- _Supplied text_:
────────────────
# Good camera backpack meeting cabin requirements by most airlines?



## Ladislav (Mar 24, 2015)

I currently have two camera backpacks. The first one is a small backpack for camera with regular lens and one telephoto or two additional regular lenses. The second one is Vanguard Up-rise 48. It can carry all my equipment, laptop, tripod and more but it is too big to be used as a cabin luggage by all airlines I checked. 

Most airlines I checked require max width to be either 23 cm or 25 cm (stripes included). I'm looking for some backpack meeting airlines requirements for cabin luggage which is able to carry all the stuff I have (should be even bit more because I would like to add 35 or 50 fast prime in the future), iPad or even better 13" laptop, with holder for tripod and if possible also side pocket for a bottle. I also don't have time to wait for delivery from outside of UK

I checked Kata / Manfrotto Minibee 110 and 120 and I like them but they both seems to be wider (and bit expensive). 

What bags are you guys using when traveling by planes? Did you have any problems with any particular worldwide or European airlines? I don't want to end up with my camera bag checked in as a hold luggage.
────────────────
- _Dataset content_:
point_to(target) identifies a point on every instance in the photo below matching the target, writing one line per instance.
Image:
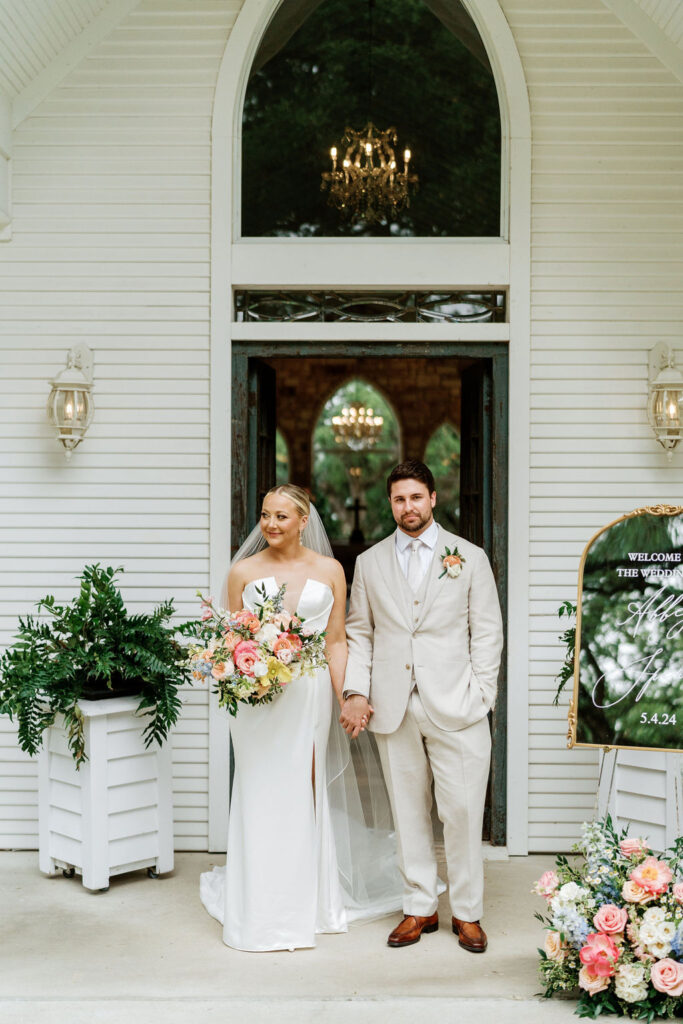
────────────────
- _Problems to solve_:
**1.** From the camera backpack post, would you output the passage starting at "Most airlines I" and ending at "(and bit expensive)."?
**2.** In the camera backpack post, what maximum width do most of the checked airlines require for cabin luggage?
**3.** How would you render this sentence from the camera backpack post in Spanish: "I don't want to end up with my camera bag checked in as a hold luggage."

- _Solutions by task_:
**1.**
Most airlines I checked require max width to be either 23 cm or 25 cm (stripes included). I'm looking for some backpack meeting airlines requirements for cabin luggage which is able to carry all the stuff I have (should be even bit more because I would like to add 35 or 50 fast prime in the future), iPad or even better 13" laptop, with holder for tripod and if possible also side pocket for a bottle. I also don't have time to wait for delivery from outside of UK

I checked Kata / Manfrotto Minibee 110 and 120 and I like them but they both seems to be wider (and bit expensive).

**2.** Either 23 cm or 25 cm, stripes included.

**3.** No quiero terminar con mi bolsa de cámara facturada como equipaje de bodega.